» Tarea asignada A: Traduce al inglés esta oración del texto sobre la humildad: "Es cierto que, al ponerse delante de Él, descubre su finitud y su pequeñez; pero su condición de criatura, lejos de ser ocasión de tristeza o desesperanza, es fuente de íntimo gozo."
» Tarea asignada B: Prosigue el texto sobre la humildad a partir de su última oración con uno o dos párrafos nuevos.

» Fragmento del texto:
......

La fuerza de la atracción de la humildad

Para la persona humilde, en cambio, confrontarse con la gloria de Dios es causa de alegría, más aún, el único motivo de verdadero júbilo. Es cierto que, al ponerse delante de Él, descubre su finitud y su pequeñez; pero su condición de criatura, lejos de ser ocasión de tristeza o desesperanza, es fuente de íntimo gozo. La humildad es una luz que hace descubrir al hombre la grandeza de su propia identidad, como ser personal capaz de dialogar con el Creador, y aceptar su dependencia de Él con completa libertad.

El alma de la persona humilde experimenta la mayor plenitud interior cuando advierte que el Ser absoluto es un Dios personal de magnificencia infinita, que nos ha creado, nos mantiene en la existencia y se nos revela con un rostro humano en Jesucristo. Conocer la generosidad divina, su condescendencia para con sus criaturas, lleva a quien es humilde a disfrutar contemplando la belleza de las cosas creadas, en las que descubre un reflejo del amor de Dios; y le mueve al deseo de compartir con los demás ese permanente deslumbramiento.

......

» Extractos de datos:
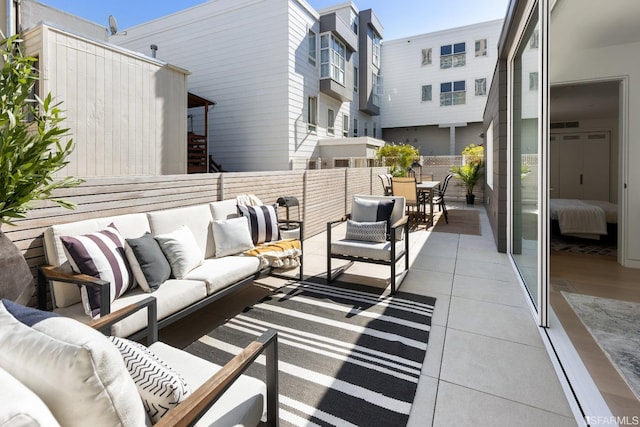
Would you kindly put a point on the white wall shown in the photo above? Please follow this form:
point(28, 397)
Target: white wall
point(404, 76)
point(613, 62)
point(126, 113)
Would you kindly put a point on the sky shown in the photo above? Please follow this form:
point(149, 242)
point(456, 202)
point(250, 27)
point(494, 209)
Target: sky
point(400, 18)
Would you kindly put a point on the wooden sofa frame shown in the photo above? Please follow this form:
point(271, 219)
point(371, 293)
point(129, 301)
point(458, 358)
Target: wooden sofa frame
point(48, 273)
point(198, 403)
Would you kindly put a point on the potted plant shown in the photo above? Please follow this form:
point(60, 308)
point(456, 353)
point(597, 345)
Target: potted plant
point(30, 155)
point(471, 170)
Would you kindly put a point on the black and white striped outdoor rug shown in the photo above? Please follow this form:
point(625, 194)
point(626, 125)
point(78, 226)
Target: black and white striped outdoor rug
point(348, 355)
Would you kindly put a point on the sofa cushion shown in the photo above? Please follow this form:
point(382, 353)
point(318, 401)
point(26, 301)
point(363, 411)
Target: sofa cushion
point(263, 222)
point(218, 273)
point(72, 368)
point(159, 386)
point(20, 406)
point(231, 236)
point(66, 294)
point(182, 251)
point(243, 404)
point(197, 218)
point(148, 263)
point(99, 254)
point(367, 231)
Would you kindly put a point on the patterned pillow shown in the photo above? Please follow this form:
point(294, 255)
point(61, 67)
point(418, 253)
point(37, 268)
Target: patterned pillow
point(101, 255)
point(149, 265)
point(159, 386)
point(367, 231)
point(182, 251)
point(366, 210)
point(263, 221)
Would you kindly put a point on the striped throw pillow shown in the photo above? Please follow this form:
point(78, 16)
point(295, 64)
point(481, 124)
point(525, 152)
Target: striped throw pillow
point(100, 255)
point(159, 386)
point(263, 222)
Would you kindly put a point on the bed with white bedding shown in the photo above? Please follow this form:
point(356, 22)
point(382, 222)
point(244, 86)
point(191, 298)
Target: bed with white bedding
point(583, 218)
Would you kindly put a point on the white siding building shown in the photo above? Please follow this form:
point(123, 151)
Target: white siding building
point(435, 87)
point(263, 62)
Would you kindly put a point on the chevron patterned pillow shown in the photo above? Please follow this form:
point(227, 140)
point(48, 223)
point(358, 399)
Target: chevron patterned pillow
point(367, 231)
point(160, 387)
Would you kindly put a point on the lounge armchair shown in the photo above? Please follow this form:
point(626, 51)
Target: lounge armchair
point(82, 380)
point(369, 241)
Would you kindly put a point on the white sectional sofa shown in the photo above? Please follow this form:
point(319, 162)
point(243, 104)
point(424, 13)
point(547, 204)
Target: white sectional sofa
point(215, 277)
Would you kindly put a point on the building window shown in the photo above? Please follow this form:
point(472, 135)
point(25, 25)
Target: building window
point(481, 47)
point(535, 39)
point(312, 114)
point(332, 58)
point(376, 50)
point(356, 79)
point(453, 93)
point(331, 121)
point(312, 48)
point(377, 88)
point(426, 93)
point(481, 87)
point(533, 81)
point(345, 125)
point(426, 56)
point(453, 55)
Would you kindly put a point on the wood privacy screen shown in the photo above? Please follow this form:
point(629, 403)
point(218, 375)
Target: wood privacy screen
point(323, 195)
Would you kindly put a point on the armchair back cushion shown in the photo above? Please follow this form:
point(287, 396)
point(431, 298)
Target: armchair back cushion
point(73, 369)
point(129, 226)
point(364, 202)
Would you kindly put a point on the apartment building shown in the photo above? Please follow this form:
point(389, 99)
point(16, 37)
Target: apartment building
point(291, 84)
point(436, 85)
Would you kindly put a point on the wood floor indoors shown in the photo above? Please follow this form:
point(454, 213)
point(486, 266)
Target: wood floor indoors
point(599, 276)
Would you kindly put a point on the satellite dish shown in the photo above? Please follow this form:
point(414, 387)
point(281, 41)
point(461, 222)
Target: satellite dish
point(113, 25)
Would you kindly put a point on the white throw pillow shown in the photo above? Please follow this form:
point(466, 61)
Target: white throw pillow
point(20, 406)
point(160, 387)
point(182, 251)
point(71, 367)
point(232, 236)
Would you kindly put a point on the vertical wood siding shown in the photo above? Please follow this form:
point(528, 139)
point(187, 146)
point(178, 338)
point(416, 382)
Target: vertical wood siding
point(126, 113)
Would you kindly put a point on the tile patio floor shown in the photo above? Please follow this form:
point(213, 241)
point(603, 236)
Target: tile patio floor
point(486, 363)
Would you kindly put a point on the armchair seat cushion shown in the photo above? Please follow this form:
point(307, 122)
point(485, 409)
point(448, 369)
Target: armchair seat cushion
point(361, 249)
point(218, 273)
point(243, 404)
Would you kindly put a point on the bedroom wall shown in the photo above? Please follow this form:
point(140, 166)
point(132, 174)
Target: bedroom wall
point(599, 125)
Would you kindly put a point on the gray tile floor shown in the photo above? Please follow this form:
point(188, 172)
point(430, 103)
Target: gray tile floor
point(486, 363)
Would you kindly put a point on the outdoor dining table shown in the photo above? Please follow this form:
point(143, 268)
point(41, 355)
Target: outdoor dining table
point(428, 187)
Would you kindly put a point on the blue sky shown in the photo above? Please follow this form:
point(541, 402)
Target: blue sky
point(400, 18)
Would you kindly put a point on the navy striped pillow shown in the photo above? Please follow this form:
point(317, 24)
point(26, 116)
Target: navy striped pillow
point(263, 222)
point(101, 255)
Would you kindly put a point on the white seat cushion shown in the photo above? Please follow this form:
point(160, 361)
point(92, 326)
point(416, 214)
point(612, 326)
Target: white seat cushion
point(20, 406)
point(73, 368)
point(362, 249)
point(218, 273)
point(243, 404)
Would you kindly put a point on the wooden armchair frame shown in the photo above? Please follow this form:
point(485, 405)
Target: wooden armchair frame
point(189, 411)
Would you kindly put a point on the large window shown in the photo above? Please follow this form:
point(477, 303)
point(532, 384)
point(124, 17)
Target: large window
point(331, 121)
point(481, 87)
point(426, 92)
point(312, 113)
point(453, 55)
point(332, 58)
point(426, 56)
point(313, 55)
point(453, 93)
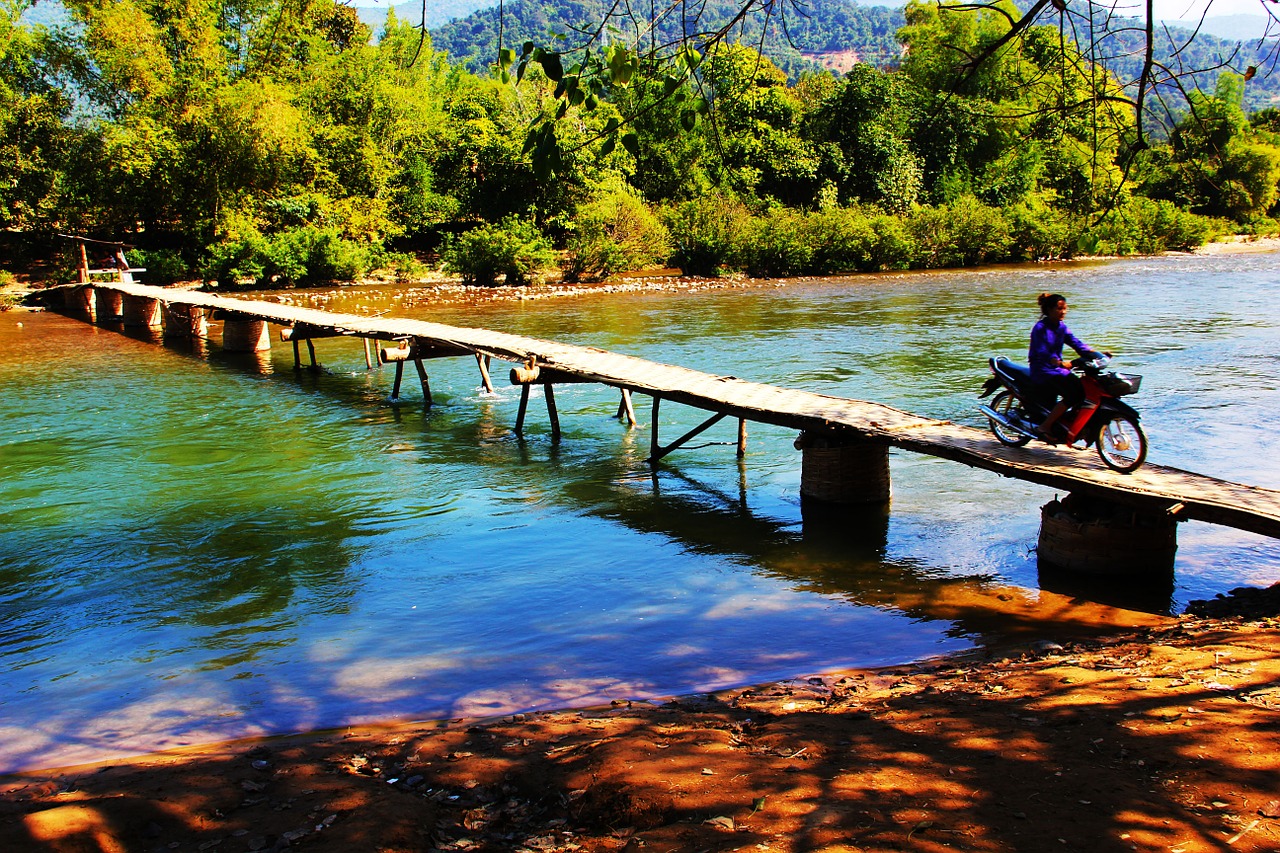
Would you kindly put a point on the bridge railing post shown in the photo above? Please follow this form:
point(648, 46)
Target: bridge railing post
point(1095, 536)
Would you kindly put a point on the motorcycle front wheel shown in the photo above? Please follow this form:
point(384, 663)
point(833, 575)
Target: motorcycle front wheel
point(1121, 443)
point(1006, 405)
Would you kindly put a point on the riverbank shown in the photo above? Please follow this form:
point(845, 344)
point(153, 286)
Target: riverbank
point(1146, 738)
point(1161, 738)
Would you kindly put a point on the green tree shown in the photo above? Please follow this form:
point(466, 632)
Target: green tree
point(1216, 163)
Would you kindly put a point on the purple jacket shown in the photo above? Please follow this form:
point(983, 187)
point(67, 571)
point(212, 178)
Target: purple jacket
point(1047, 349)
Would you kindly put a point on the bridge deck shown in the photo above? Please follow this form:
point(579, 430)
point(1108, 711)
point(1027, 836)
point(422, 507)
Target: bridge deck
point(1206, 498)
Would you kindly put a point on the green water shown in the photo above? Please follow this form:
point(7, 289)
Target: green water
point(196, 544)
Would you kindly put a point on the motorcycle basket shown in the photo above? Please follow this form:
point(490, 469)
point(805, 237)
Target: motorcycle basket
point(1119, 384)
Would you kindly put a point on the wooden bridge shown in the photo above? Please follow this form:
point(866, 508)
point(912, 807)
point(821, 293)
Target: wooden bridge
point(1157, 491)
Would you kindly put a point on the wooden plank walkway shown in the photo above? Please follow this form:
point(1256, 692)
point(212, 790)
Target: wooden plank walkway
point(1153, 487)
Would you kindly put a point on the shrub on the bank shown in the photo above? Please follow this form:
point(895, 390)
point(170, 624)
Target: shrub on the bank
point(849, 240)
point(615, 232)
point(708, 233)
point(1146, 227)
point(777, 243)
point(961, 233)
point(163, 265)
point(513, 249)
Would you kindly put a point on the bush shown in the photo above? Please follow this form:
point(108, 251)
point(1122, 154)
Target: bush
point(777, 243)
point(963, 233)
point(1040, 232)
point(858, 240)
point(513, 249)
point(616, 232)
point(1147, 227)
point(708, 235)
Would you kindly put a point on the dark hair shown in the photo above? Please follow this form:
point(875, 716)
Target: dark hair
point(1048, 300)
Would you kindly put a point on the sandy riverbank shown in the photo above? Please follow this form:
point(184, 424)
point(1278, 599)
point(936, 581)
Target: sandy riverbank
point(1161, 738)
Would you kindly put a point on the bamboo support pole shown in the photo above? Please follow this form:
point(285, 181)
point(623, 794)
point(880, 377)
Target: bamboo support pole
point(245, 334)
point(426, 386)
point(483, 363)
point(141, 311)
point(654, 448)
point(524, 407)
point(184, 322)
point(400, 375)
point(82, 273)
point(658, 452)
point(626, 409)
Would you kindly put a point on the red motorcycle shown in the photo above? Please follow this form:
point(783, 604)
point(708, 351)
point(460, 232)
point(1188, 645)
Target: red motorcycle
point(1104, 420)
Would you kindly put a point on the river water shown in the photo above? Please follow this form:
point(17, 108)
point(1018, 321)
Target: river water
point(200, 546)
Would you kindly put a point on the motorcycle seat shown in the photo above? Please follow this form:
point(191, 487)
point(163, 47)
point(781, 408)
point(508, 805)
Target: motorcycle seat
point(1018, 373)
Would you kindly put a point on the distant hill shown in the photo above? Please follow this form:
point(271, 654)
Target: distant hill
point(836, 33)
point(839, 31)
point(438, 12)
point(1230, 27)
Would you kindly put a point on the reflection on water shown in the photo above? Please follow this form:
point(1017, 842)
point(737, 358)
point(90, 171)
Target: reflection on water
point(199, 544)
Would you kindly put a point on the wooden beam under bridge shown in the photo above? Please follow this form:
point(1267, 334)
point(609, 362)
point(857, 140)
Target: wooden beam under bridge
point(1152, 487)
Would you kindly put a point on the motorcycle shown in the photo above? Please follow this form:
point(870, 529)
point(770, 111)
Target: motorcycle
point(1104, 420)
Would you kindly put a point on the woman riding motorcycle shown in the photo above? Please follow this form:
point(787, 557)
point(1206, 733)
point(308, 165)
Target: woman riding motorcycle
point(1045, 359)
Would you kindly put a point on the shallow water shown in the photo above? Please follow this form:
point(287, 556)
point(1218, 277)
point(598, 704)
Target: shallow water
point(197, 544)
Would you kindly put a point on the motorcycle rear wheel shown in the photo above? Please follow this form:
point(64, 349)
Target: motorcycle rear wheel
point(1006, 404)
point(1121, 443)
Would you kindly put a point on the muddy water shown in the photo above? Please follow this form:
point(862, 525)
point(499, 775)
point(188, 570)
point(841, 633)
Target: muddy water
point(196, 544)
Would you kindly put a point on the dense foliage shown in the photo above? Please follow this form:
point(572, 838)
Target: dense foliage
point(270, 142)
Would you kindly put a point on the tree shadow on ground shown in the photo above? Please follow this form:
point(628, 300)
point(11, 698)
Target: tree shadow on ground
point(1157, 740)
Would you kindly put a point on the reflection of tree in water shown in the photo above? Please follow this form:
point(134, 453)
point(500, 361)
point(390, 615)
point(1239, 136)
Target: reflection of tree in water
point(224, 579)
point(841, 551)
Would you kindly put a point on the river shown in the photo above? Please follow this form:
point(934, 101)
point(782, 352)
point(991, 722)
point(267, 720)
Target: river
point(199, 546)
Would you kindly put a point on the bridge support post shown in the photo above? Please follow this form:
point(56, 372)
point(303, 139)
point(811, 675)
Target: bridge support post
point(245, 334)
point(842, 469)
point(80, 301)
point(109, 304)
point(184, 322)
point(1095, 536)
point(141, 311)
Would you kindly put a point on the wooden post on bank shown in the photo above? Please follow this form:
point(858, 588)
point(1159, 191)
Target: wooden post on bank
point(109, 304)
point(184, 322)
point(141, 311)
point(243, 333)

......

» Resultado de tarea A: It is true that, when placing themselves before Him, they discover their finitude and their smallness; but their condition as a creature, far from being a cause for sadness or hopelessness, is a source of deep joy.

» Resultado de tarea B:
Las reacciones del soberbio y del humilde son también muy distintas ante la llamada de Dios. El soberbio se esconde en una actitud de falsa modestia, alegando que tiene pocos méritos, porque no desea renunciar al mundo que ha construido para sí; la persona humilde, en cambio, no se detiene a juzgar si es demasiado poca cosa para alcanzar la santidad. Le basta percibir la invitación a entrar en comunión con Dios para aceptarla con alegría, por mucho que le desconcierte.

Quienes –como es el caso de los santos– luchan por ser verdaderamente humildes, adquieren una personalidad que atrae a los demás. Con su comportamiento habitual consiguen crear en torno a sí un remanso de paz y de alegría, porque reconocen el valor de los otros. Los aprecian verdaderamente y, por eso, en su conversación, en la vida en familia o en el trato con colegas y amigos, saben comprender y disculpar; les mueve el interés de ayudar y convivir con todos: son capaces de reconocer lo que deben a quienes les rodean, sin pretender ni reclamar derechos. A su lado, en definitiva, se palpa el amor de Dios que anima sus vidas: uno se encuentra en confianza, no se siente juzgado, sino querido.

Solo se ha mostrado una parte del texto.